▸ **TEXT SEGMENT**:
Nov 18, 2012 11:00
Bal Thackeray has died, and so has my father.
On the way to the station, I stopped to buy the Times of India, just to catch up. Newspaper sellers were the only thing open, and by “open”, I mean doing business on makeshift tables of plywood on sawhorses, surrounded by tarped-over fruit stands, some with the sellers still sleeping atop them. When Bal Thackeray dies, when the leader of the Shiv Sena political party has gone to that great editorial cartoon in the sky, his distinctive dark-rimmed glasses worn even in the coffin (so says the Times) when the Tiger is finally at rest, the poor get to sleep in.
It’s fitting, really, that a man who so firmly championed the people-well, some of the people-would give them a day off with his death. Thackeray was “a great admirer of Hitler and I am not ashamed to say so!” though he added the usual dodge of “I do not agree with all the methods he employed.” Thackeray’s Jews, job-stealers, and interlopers were the Muslim minority, non-Hindus, non-Marathi people, anyone not a son of the greater-Mumbai soil. Remember in Slumdog Millionaire, when stick-wielding mobs overrun the slum, killing Dev Patel’s character’s mother? Riot courtesy Shiv Sena, incited by Bal Thackeray.
Mumbai is Mumbai and not Bombay because Thackeray wished it so. The slippery turn of phrase is this-anyone writing writes the new name, but only foreigners and government officials speak “Mumbai,” with the careful politeness of a young man meeting his prospective arranged-wife’s parents.
It is both my homage and my revenge that my father’s ashes are with me, in a cocktail shaker, in Bombay. I promised him before he died, “I’ll take you places you haven’t been yet, it will be like we’re taking a trip together.” I’d like to say he gave hearty approval, but I can’t remember. My visits to him flow together in a haze of bright sunshine and cafeteria food spooned into his mouth, the bosomy black nurses not minding, or pretending not to mind, his familiarity; his racism subsumed by physical need. I do know that he laughed, that he didn’t say no. And if he had?
Whoever’s left alive gets to tell the story.
The Times reports that Thackeray’s family came to his deathbed, soberly printing a schedule of the times of arrival of daughters-in-law (one ‘estranged’), the son and political heir, the nephew and political upstart who formed a splinter party. The paper points out-twice-that the nephew arrived after Bal had breathed his last, either the nephew or the Times making a political statement that I don’t know enough to recognize.

▸ **WHAT THIS TASK INVOLVES**: How would the paragraph in the essay on Bal Thackeray's death above that begins "The Times reports that Thackeray's family" read if shortened to two sentences that keep its main facts?

▸ **INFORMATION SUPPLIED**:
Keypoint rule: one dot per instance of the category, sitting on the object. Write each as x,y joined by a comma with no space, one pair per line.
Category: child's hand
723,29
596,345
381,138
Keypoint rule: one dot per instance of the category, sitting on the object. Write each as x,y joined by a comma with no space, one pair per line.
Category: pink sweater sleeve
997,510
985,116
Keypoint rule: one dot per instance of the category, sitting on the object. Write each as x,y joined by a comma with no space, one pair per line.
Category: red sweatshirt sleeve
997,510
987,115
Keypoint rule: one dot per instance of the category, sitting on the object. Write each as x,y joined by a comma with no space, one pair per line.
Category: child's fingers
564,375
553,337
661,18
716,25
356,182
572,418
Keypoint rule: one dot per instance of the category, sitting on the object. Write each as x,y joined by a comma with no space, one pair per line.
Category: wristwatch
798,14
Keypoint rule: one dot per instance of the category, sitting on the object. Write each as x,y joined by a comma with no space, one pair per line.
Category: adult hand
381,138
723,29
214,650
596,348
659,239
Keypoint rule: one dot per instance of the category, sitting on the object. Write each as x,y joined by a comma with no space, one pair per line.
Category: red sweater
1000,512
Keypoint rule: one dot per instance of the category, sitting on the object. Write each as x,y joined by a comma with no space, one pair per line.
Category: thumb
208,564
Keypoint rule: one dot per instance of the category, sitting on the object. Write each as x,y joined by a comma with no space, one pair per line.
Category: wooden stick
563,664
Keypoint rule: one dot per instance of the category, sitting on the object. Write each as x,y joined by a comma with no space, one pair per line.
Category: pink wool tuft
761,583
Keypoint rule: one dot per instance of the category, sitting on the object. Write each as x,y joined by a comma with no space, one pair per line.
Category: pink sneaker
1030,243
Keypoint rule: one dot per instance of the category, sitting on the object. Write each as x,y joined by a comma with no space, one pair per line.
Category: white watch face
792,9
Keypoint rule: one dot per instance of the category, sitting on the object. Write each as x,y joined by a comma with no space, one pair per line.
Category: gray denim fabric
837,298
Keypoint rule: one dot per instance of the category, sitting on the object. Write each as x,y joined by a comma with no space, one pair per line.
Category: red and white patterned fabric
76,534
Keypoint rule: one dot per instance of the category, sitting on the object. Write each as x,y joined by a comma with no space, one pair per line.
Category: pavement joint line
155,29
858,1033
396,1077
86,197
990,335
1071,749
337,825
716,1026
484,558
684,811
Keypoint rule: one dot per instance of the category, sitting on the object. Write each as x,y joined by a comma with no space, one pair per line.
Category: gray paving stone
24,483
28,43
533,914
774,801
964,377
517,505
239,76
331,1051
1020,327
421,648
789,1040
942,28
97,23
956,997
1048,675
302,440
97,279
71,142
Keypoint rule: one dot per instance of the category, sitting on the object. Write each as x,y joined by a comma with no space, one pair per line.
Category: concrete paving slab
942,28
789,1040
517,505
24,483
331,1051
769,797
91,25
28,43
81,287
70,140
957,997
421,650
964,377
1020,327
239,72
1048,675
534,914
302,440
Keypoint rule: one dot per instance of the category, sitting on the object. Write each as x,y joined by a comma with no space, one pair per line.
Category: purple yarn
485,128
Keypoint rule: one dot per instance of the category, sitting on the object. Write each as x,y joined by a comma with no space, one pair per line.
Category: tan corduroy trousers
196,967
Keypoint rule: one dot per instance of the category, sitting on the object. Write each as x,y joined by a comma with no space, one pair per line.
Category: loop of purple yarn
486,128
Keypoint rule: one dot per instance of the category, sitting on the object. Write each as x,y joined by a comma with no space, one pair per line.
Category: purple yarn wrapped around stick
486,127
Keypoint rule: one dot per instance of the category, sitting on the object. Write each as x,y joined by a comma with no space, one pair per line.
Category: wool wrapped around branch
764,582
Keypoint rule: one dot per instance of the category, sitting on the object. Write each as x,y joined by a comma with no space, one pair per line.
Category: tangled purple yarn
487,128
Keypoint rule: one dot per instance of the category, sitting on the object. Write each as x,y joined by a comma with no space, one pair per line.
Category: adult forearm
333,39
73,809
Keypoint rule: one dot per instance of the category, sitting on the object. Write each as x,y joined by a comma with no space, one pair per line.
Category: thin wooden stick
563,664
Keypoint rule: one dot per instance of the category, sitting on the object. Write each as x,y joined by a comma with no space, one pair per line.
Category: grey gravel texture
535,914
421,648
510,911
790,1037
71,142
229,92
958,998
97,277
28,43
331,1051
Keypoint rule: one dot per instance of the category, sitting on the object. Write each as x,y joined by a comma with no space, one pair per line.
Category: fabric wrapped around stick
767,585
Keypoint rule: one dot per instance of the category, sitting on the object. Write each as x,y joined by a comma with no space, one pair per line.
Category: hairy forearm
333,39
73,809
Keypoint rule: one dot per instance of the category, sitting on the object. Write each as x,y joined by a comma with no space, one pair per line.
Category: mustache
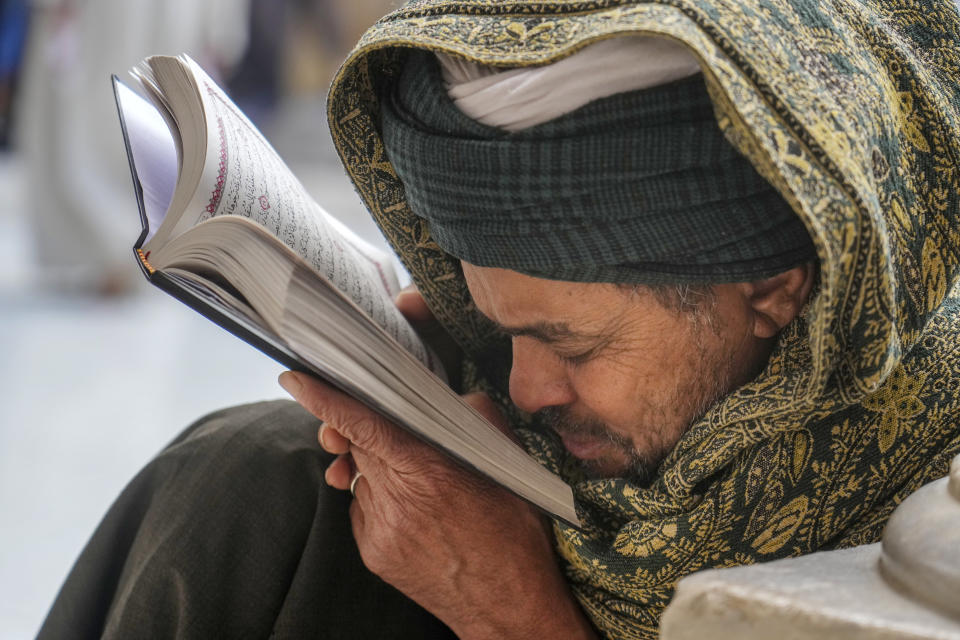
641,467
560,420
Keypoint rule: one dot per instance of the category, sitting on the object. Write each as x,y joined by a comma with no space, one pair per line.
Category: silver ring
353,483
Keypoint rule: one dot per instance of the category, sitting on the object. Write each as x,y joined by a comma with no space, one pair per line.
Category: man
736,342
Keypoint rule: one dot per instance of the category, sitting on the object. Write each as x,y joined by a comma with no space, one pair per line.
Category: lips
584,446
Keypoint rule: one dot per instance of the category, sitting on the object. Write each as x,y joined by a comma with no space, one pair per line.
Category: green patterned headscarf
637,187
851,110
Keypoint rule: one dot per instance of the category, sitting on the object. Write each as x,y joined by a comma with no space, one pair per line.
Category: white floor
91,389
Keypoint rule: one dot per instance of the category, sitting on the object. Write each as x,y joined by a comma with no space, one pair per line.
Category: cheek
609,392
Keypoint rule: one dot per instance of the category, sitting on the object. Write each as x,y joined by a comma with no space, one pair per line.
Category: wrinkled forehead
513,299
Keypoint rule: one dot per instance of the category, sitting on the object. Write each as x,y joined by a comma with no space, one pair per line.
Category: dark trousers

▸ **FINISHED ANSWER**: The Times of India prints when Thackeray's relatives reached his deathbed: his daughters-in-law (one "estranged"), his son and political heir, and the nephew who formed a splinter party. The paper notes twice that the nephew arrived only after Thackeray had died, a political statement the writer doesn't know enough to recognize.